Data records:
=-=-=

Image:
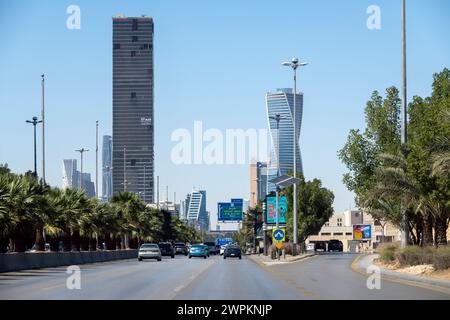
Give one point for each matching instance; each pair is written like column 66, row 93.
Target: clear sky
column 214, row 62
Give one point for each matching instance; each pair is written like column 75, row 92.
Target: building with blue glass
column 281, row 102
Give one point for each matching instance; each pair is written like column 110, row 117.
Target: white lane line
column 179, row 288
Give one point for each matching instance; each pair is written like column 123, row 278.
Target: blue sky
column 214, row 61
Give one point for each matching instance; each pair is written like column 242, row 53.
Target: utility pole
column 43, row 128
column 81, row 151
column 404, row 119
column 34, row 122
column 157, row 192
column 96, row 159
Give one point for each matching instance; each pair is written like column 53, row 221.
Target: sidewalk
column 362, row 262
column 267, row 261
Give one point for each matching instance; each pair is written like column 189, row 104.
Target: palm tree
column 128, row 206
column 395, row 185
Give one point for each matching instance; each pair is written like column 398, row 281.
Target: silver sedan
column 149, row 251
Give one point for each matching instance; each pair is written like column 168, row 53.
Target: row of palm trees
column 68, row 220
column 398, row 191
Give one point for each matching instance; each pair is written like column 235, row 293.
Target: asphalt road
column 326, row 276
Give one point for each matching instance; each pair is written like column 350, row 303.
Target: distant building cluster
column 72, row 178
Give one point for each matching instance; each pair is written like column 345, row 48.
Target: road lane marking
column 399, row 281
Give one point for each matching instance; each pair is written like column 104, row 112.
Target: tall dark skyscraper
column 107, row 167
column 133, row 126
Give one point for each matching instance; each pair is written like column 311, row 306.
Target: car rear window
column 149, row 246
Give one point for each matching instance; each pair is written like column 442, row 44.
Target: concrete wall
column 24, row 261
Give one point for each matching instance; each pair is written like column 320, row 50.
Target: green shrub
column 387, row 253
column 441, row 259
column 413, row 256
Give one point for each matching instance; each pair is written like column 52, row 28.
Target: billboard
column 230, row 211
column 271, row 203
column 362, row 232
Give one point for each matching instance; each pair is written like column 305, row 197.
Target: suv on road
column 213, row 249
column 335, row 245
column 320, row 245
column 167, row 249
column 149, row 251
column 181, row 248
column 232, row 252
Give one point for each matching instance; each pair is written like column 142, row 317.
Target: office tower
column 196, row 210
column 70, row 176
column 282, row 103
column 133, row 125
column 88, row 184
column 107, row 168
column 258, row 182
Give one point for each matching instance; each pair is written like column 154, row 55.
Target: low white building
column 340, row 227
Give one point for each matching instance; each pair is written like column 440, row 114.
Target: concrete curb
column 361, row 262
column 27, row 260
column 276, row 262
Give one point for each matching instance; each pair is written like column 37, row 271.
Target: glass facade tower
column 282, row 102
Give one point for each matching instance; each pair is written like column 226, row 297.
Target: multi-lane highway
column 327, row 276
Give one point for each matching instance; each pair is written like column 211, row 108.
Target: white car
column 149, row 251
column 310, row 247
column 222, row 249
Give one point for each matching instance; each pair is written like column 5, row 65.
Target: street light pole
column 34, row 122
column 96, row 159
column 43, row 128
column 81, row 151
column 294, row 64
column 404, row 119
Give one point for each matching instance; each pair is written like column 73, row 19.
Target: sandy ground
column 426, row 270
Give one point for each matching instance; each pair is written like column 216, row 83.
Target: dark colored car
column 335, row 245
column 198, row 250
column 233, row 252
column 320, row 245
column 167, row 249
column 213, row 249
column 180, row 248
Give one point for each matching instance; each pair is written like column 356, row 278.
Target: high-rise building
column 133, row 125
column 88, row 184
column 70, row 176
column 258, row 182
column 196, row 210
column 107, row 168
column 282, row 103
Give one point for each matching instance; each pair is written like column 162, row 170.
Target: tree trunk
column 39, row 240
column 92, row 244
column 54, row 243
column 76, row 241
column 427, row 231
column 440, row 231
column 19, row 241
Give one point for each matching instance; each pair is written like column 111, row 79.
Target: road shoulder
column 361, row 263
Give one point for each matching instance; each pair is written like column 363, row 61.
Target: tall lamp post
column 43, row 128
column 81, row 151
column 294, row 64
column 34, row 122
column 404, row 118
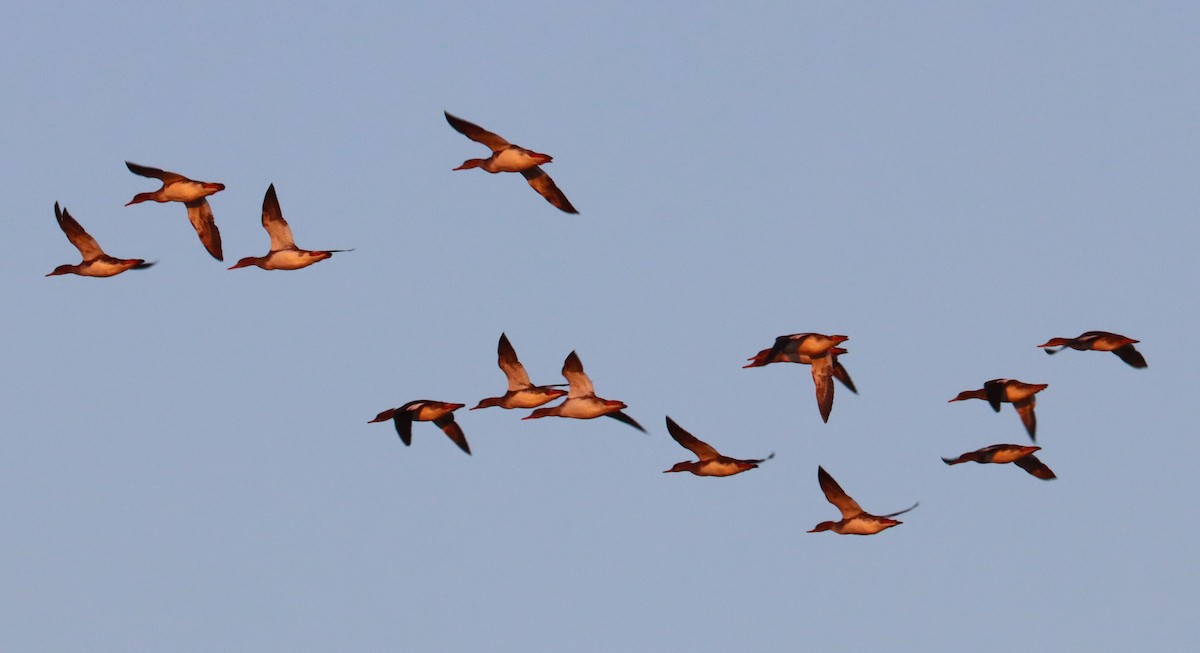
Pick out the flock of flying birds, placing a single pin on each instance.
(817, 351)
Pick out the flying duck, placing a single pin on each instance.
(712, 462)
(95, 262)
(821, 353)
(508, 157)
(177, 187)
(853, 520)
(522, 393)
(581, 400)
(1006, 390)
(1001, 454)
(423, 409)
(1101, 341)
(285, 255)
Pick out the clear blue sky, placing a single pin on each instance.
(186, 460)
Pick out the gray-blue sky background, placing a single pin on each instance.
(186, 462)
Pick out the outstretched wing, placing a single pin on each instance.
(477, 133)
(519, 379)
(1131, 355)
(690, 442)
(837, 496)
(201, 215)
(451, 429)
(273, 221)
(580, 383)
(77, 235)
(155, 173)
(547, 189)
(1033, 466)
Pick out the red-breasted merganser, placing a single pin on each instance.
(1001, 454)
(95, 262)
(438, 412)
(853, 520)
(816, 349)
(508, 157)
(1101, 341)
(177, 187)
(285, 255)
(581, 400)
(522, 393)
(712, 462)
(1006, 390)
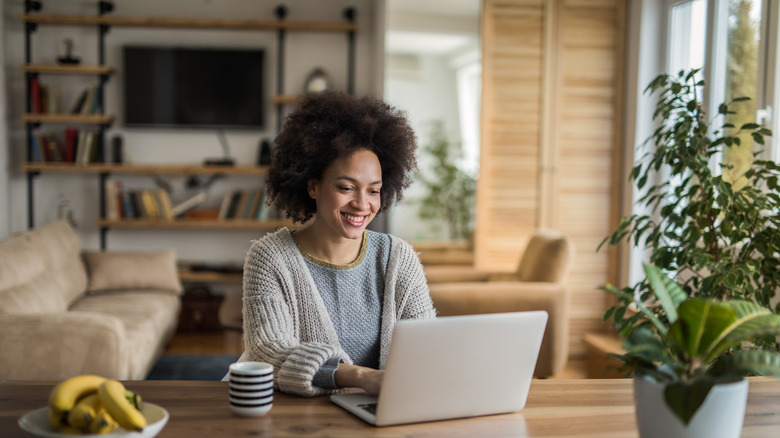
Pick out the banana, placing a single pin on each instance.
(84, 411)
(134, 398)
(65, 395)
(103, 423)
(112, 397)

=-=-=

> Work to complete
Nothing should appear in the answer except the lines above from the line with "Target: asphalt road" through the line with "52, row 28.", both included, written out exactly.

> Exercise output
Target: asphalt road
column 326, row 276
Give one point for each matching instance; each pair is written like column 350, row 303.
Target: distant building cluster
column 72, row 178
Give one point for each matching instance; each pair is written like column 345, row 48.
Target: road lane marking
column 399, row 281
Give one point for each matching instance; each pair is written like column 104, row 112.
Target: tall dark skyscraper
column 107, row 167
column 133, row 126
Give one point for each matching instance; each pair is written like column 311, row 306.
Target: car rear window
column 149, row 246
Give one point for each matching instance; each pair is written like column 442, row 44.
Target: concrete wall
column 24, row 261
Give one point for each matching instance; each pair is written like column 320, row 50.
Target: green shrub
column 387, row 253
column 441, row 259
column 413, row 256
Give one point for each matching instance; each pair is written like column 52, row 28.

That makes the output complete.